§ Directions for this task
Could you quote the lines below word for word, leaving out the pictures?

§ Information given

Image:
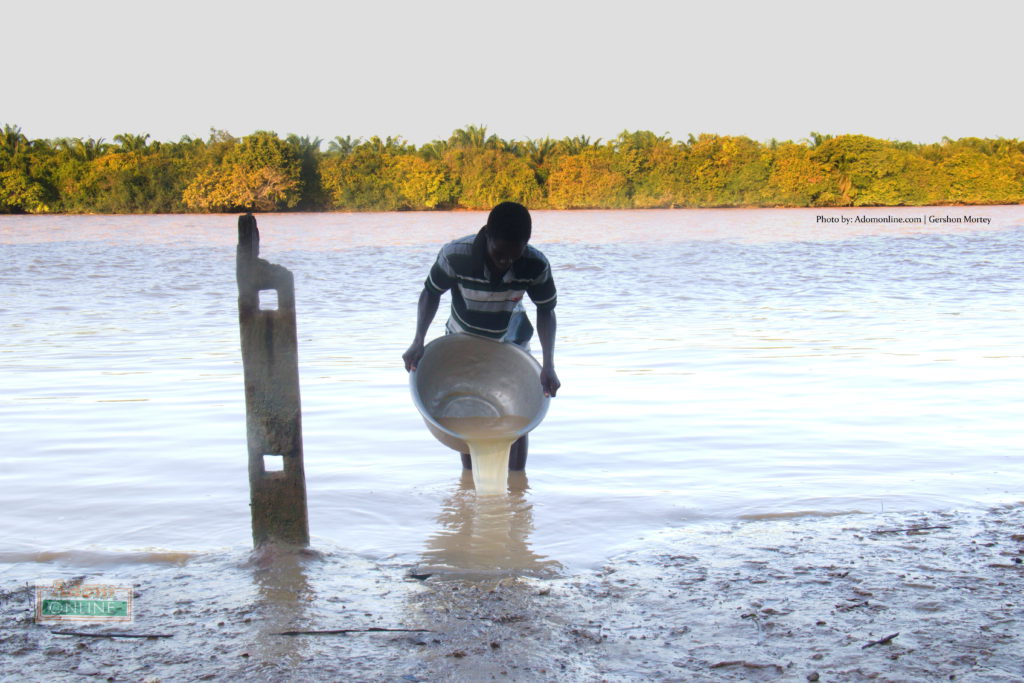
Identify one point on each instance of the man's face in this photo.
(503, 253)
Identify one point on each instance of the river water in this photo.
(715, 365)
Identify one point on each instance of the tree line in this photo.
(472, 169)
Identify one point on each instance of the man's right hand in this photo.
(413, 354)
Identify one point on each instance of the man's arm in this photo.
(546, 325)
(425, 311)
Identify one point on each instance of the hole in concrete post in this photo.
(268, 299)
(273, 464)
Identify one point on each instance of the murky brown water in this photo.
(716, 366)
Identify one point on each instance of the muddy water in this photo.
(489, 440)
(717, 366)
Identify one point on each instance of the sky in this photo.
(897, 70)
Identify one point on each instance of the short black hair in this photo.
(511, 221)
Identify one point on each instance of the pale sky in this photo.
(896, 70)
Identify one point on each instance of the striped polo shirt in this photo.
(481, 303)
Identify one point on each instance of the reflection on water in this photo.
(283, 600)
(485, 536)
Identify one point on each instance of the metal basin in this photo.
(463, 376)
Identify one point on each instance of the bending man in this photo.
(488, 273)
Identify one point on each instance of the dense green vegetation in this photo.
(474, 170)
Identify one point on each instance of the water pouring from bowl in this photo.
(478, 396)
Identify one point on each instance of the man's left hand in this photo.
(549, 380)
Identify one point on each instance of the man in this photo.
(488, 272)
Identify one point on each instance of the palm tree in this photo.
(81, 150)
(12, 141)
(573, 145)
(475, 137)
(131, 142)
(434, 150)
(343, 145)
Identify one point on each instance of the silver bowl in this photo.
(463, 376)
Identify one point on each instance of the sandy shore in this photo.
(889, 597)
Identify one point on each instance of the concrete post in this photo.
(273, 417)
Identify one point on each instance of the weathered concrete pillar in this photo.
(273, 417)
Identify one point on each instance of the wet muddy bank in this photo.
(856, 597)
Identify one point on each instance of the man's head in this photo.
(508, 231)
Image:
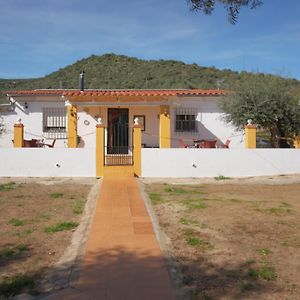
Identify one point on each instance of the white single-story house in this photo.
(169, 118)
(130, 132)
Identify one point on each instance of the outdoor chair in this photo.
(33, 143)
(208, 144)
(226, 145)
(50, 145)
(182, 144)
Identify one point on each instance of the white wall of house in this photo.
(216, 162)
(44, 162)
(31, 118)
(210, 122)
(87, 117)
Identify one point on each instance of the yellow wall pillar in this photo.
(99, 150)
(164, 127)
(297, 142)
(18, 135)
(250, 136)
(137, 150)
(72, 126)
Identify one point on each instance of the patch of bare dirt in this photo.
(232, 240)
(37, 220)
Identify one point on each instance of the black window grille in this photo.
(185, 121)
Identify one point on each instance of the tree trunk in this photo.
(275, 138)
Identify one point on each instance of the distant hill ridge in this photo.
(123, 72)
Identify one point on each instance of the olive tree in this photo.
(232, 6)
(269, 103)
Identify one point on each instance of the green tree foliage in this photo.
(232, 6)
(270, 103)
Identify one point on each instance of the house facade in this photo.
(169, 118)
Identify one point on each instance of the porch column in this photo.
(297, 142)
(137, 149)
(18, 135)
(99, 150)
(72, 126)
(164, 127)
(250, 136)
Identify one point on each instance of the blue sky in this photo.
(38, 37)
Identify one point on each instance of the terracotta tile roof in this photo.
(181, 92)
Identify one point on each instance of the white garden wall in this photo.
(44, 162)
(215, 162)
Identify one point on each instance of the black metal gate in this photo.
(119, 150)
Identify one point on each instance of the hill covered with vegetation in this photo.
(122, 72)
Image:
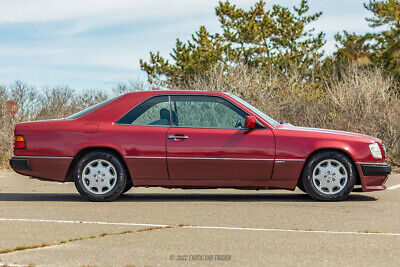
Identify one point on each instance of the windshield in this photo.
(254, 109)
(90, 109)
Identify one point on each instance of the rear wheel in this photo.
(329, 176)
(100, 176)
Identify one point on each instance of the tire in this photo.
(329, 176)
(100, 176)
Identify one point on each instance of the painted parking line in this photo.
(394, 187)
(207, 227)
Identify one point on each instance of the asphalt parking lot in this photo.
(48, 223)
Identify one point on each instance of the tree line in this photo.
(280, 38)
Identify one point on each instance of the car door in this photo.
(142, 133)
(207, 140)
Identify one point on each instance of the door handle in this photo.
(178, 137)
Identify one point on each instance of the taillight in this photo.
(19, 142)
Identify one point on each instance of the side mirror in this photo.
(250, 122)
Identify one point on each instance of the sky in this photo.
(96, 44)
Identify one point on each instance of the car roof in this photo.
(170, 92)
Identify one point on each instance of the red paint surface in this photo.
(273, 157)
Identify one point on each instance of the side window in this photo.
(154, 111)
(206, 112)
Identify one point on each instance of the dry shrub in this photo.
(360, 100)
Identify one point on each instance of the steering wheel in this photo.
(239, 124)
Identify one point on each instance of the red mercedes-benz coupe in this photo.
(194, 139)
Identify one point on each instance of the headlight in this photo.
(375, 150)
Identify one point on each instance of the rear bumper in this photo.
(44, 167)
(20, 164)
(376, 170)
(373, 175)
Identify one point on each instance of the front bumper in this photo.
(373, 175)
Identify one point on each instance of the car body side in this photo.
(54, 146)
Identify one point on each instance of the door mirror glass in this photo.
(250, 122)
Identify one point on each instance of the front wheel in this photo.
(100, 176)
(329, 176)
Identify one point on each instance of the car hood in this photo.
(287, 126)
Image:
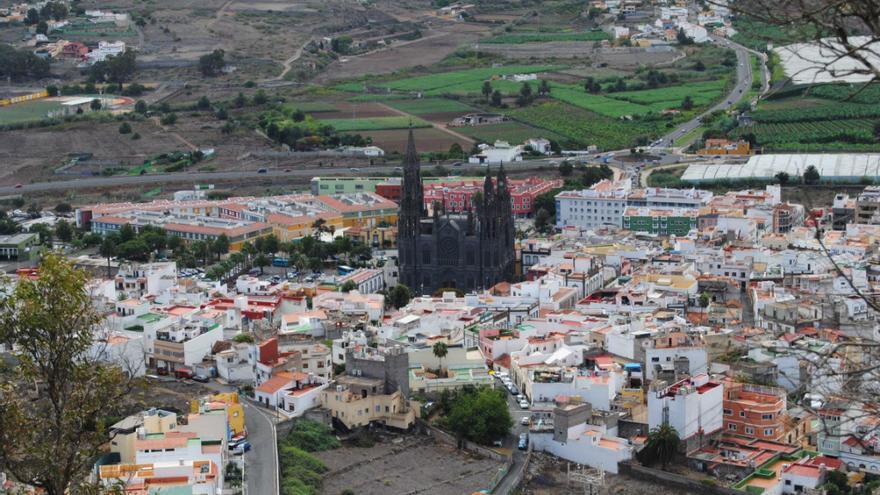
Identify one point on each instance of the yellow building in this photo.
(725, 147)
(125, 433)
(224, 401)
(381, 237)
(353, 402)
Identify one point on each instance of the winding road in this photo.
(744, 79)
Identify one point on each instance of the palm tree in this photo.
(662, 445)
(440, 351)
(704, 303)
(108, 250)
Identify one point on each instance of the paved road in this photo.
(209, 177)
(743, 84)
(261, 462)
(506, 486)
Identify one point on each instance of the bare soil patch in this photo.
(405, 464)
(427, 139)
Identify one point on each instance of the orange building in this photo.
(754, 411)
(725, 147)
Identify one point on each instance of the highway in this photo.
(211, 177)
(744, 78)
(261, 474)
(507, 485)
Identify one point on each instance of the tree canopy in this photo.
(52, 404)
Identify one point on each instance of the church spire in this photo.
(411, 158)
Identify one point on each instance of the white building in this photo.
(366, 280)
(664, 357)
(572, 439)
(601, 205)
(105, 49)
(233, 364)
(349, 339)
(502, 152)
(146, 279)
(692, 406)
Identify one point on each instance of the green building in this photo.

§ Correct result
Image:
Identify one point on each instance of the man's face in this photo.
(503, 253)
Identify one point on each instance of the river water in this photo.
(715, 365)
Identify one point on each instance of the tree line in this photo.
(472, 169)
Identify one point on each instance of the man's right hand in this photo.
(413, 354)
Identify one point on each instance of the man's arm in this photo.
(546, 325)
(425, 311)
Identify one point on each instance of the hole in concrete post in this photo.
(268, 299)
(273, 464)
Identify one point on each instance of the murky brown water in this photo.
(716, 366)
Identify one point on each instance of the muddy water in this photo.
(489, 440)
(717, 366)
Identify one point on each instance of the sky in this photo.
(897, 70)
Identify one point on each instance of the short black hair in this photo.
(511, 221)
Identify one point on each instance of the pale sky in this photo.
(896, 70)
Identify one point on each instance of the striped polo shirt in this photo.
(481, 303)
Identify one point on each instance of the reflection on water in this photo.
(283, 600)
(485, 536)
Identify one point on each instance of the metal basin in this photo.
(463, 376)
Identify one point on each instance of the bending man in this photo.
(488, 273)
Identify one point on each instance of the dense green vegetation in this photo.
(474, 170)
Identify one point on each instance of the water pouring from bowl in this photo.
(478, 396)
Identify one point on each instance of the man's left hand in this photo.
(549, 380)
Identify one point on each instance of the man in this photo.
(488, 272)
Identify one point on each instance of the palm tree in this photo.
(81, 150)
(12, 141)
(573, 145)
(475, 137)
(131, 142)
(434, 150)
(343, 145)
Identify one point on each instance of the silver bowl in this photo.
(463, 376)
Identify one point on each instance of the sandy shore in this photo.
(889, 597)
Identify one point on each instance of the concrete post in this photo.
(273, 417)
Identify one point on each instance of the weathered concrete pillar in this photo.
(273, 417)
Identify one point on each instance of the wet muddy bank in this photo.
(856, 597)
Identify one point on each instance of the man's head in this photo.
(508, 231)
Image:
Identify one point on each instance of the white single-story house in this photo.
(169, 118)
(130, 132)
Identify one point on each instance of the outdoor chair in this photo.
(33, 143)
(208, 144)
(226, 145)
(50, 145)
(182, 144)
Identify one point on each instance of the white wall of house in this photo.
(216, 162)
(44, 162)
(31, 118)
(210, 122)
(87, 117)
Identify one point on each instance of the yellow wall pillar in this photo.
(99, 150)
(164, 127)
(297, 142)
(18, 135)
(250, 136)
(137, 150)
(72, 126)
Identify one point on each instance of the patch of bare dirt in this photo.
(232, 240)
(37, 220)
Identify one point on each instance of the black window grille in this photo.
(185, 121)
Identify one point on each instance of the tree trunk in this photo.
(275, 138)
Identify one point on each instance of the distant hill ridge in this photo.
(123, 72)
Identify one point on each instance of the olive tree in this photo.
(232, 6)
(269, 103)
Identify one point on each instance of the green tree foliage in this photo.
(232, 6)
(270, 103)
Identify one point on each instance of the house facade in this photo.
(169, 118)
Identify one point on each instance of the porch column in this photo.
(297, 142)
(137, 149)
(18, 135)
(99, 150)
(72, 126)
(164, 127)
(250, 136)
Identify one point on each instance of the blue sky in this photo.
(38, 37)
Identify one point on each instance of the terracotta tile roof in this photo.
(181, 92)
Identify one point on each instance of the white garden wall in this photo.
(44, 162)
(215, 162)
Identify one point on each instance of the black metal gate in this photo.
(119, 150)
Identify one point on each instance of the hill covered with vegetation in this photo.
(122, 72)
Image:
Identify one point on each instance of the windshield in this photo.
(254, 109)
(90, 109)
Identify one point on each instance of the rear wheel in this photo.
(329, 176)
(100, 176)
Identify one point on each instance of the tire in this photo.
(329, 176)
(100, 176)
Identify one point on each instance of the painted parking line in this photo.
(394, 187)
(207, 227)
Identify one point on each instance of the asphalt parking lot in this photo.
(48, 223)
Identify one point on each instance of the tree line in this photo.
(280, 38)
Identify one point on each instance of the car door in this photo.
(142, 133)
(207, 140)
Identify one point on each instance of the door handle in this photo.
(178, 137)
Identify one point on each instance of the taillight in this photo.
(19, 142)
Identify one point on each instance of the side mirror in this photo.
(250, 122)
Identify one point on each instance of the sky in this photo.
(96, 44)
Identify one point on each instance of the car roof in this photo.
(170, 92)
Identify one point on each instance of the red paint surface in this photo.
(273, 157)
Identify one point on each instance of the side window in this photo.
(154, 111)
(206, 112)
Identify one point on each instance of the dry shrub in this photo.
(360, 100)
Identify one point on each instance of the steering wheel in this photo.
(239, 124)
Identify one point on each instance of the red mercedes-benz coupe in this photo.
(194, 139)
Identify one point on each instance of the headlight in this photo.
(375, 150)
Identify one point on each instance of the rear bumper in this photo.
(44, 167)
(20, 164)
(376, 170)
(373, 175)
Identify one point on each instance of the front bumper in this photo.
(373, 175)
Identify one point on each instance of the car body side in this photo.
(54, 146)
Identify one point on each instance of the door mirror glass in this photo.
(250, 122)
Identify one point on each instance of the front wheel in this photo.
(100, 176)
(329, 176)
Identify one point on each instance of the car hood in this photo.
(287, 126)
Image:
Identify one point on each instance of the yellow building in this photo.
(725, 147)
(125, 433)
(224, 401)
(381, 237)
(353, 402)
Identify one point on each instance of the winding road in this photo.
(744, 79)
Identify one point on each instance of the palm tree in this photo.
(662, 445)
(440, 351)
(704, 303)
(108, 250)
Identify one point on each instance of the paved road in this photo.
(209, 177)
(743, 84)
(261, 462)
(506, 486)
Identify one point on each instance of the bare soil patch in this photo.
(405, 464)
(427, 139)
Identify one point on each instance of the orange building in this photo.
(754, 411)
(725, 147)
Identify one point on each instance of the highway in this photo.
(211, 177)
(744, 78)
(261, 474)
(507, 485)
Identify one point on each instance of the tree canopy in this photo.
(52, 404)
Identify one point on each instance of the church spire in this photo.
(411, 158)
Identify one point on each instance of the white building in this photo.
(366, 280)
(664, 357)
(572, 439)
(601, 205)
(105, 49)
(233, 364)
(349, 339)
(502, 152)
(146, 279)
(692, 406)
Identify one point on each instance of the green building in this photo.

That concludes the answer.